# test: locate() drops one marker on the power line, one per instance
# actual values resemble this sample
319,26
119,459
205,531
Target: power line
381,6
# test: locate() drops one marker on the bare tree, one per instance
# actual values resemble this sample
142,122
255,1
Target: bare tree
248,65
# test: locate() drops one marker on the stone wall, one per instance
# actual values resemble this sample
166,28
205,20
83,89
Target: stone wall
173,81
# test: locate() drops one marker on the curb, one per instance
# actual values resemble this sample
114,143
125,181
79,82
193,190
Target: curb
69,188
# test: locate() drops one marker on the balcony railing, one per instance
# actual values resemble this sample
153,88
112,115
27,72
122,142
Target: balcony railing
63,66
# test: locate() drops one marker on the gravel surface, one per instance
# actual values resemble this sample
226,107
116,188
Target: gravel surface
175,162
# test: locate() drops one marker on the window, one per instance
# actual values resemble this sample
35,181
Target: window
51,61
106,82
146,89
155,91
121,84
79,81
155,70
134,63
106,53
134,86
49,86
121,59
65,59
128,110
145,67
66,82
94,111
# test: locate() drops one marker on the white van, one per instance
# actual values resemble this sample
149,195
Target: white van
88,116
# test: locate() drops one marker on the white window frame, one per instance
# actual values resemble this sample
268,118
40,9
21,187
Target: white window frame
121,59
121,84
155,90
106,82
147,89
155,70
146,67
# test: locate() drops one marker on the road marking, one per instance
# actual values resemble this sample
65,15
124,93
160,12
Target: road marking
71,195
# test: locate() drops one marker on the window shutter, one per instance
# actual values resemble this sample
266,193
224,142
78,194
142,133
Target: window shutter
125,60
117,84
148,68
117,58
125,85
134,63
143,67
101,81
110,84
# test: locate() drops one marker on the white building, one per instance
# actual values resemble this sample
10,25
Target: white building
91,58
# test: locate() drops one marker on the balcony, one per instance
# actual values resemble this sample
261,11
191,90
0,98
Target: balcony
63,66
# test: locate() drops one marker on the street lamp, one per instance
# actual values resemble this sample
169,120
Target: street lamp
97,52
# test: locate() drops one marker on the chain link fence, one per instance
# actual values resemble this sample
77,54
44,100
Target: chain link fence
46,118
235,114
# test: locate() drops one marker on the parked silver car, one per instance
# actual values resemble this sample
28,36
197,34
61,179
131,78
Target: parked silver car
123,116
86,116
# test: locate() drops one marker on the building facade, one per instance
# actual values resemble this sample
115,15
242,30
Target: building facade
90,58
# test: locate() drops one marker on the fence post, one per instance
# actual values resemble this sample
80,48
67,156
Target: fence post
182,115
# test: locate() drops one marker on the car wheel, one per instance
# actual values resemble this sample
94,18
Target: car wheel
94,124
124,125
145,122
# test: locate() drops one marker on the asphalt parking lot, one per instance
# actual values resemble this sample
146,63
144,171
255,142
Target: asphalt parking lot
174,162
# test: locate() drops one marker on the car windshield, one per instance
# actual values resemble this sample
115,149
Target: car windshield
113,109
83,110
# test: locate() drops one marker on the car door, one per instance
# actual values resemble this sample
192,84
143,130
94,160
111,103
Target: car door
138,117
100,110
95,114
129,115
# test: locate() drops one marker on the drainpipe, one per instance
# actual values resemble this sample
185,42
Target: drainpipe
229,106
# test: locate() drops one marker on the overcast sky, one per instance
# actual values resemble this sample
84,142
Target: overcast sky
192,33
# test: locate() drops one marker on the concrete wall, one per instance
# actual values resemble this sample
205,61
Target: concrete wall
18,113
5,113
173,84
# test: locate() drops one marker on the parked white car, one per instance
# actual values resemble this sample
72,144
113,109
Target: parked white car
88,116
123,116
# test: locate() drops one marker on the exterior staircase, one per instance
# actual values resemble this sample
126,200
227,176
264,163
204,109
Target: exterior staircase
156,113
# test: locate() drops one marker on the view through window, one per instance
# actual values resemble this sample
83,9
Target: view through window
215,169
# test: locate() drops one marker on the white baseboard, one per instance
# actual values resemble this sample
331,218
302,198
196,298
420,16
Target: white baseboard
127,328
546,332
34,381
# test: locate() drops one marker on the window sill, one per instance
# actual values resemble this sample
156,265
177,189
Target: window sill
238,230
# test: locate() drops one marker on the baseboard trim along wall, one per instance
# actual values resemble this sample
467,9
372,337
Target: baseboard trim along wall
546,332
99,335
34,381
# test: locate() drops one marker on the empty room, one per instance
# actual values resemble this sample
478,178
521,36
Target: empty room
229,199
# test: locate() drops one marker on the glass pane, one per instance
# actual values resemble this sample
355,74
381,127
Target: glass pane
● ● ●
Having read the records above, reproduce each one exactly.

RESULT FOR THIS EXERCISE:
# test: locate() drops one marker on the power line, one per instance
# actual values resemble this sample
319,26
119,459
205,531
Target: power line
381,6
# test: locate() drops one marker on the bare tree, one per instance
# actual values resemble this sample
142,122
255,1
Target: bare tree
248,65
# test: locate() drops one marker on the stone wall, one per instance
# actual values resemble this sample
166,28
205,20
83,89
Target: stone wall
173,81
# test: locate() drops one marker on the curb, one per instance
# actual values resemble this sample
114,143
125,181
79,82
193,190
Target: curb
69,188
# test: locate() drops one marker on the balcony railing, one per instance
# actual values resemble this sample
153,88
112,115
27,72
122,142
Target: balcony railing
63,66
# test: locate() drops one marker on the gravel surface, one per instance
# actual values resemble this sample
226,107
116,188
Target: gravel surface
175,162
# test: locate() drops one marker on the window, one per instance
# actual values resemble this sample
35,181
Target: window
51,61
106,82
146,89
155,91
121,84
79,81
155,70
134,63
106,53
134,86
49,86
121,59
65,59
128,110
145,67
66,82
94,111
# test: locate() drops one marker on the white van, one per instance
# actual values resemble this sample
149,195
Target: white van
88,116
# test: locate() drops one marker on the white window frame, one per instance
# actual values resemble this sample
268,118
40,9
21,187
Target: white window frame
121,59
121,84
155,90
106,82
147,89
155,70
146,67
# test: locate() drops one marker on the road marking, one per instance
# actual values resemble this sample
65,15
124,93
160,12
Target: road marking
71,195
# test: locate() drops one marker on the window shutter, one per instance
# actual values resemble this sample
266,193
224,142
78,194
142,133
Target: window shutter
125,60
117,84
148,68
117,58
125,85
134,63
143,67
101,81
110,84
# test: locate() drops one marker on the white building, one per instance
# actual values resemble this sample
10,25
Target: white building
91,58
# test: locate() drops one marker on the balcony, one per instance
# actual values resemble this sample
261,11
191,90
0,98
Target: balcony
63,66
# test: locate() drops one marker on the street lamp, one per instance
# actual values resemble this sample
169,120
Target: street lamp
97,52
# test: locate() drops one marker on the chain link fence, one per instance
# actual values resemble this sample
77,54
44,100
Target: chain link fence
46,118
235,114
# test: locate() drops one marker on the parked silver car, one per instance
# actual values resemble this sample
28,36
197,34
61,179
131,78
Target: parked silver car
123,116
86,116
# test: locate() drops one marker on the building facade, one per instance
# actual values resemble this sample
115,15
242,30
Target: building facade
90,58
# test: locate() drops one marker on the fence post, one per instance
# actual values resemble this sample
80,48
67,156
Target: fence post
182,115
# test: locate() drops one marker on the car wheel, one per instance
# actual values resemble this sample
94,18
Target: car wheel
94,124
124,125
145,122
# test: locate() drops one marker on the asphalt parking lot, one per instance
# actual values resemble this sample
146,63
144,171
255,142
Target: asphalt parking lot
174,162
# test: locate() drops one marker on the car windshield, one per instance
# actual values resemble this sample
115,149
Target: car windshield
113,109
83,110
# test: locate() drops one marker on the car door, one per instance
# actual values resemble this sample
192,84
143,130
94,160
111,103
Target: car door
138,117
100,110
95,114
129,115
# test: locate() drops one marker on the drainpipe, one per instance
# actual values resemble this sample
185,42
Target: drainpipe
229,106
# test: locate() drops one marker on the overcast sky, one per instance
# actual values resemble this sample
84,142
Target: overcast sky
192,33
# test: locate() drops one marker on the concrete wall, one per instance
# actual values resemble this sample
205,61
Target: concrete wall
18,113
5,113
173,84
# test: locate() drops one marker on the parked white car, one per instance
# actual values resemble this sample
72,144
113,109
Target: parked white car
88,116
123,116
# test: locate() drops one marker on the exterior staircase, one per instance
# actual values resemble this sample
126,200
227,176
264,163
204,109
Target: exterior staircase
156,113
# test: locate() drops one marker on the view through window, one per instance
# actual values resemble this sample
83,9
Target: view through window
215,169
# test: locate() drops one marker on the white baseboard, one per instance
# actual values resemble this sample
331,218
302,198
196,298
420,16
Target: white baseboard
127,328
546,332
34,381
# test: locate() drops one marker on the window sill, one per instance
# actual values resemble this sample
156,265
177,189
Target: window sill
238,230
# test: locate() drops one marker on the baseboard trim along wall, one per instance
# actual values resemble this sample
467,9
372,337
Target: baseboard trim along wall
546,332
99,335
34,381
# test: locate() drops one marker on the empty room, one per instance
# actual values resemble this sample
478,178
521,36
Target: empty room
229,199
# test: locate() drops one marker on the glass pane, one per instance
# actual values resemble this sample
355,74
381,127
Target: glass pane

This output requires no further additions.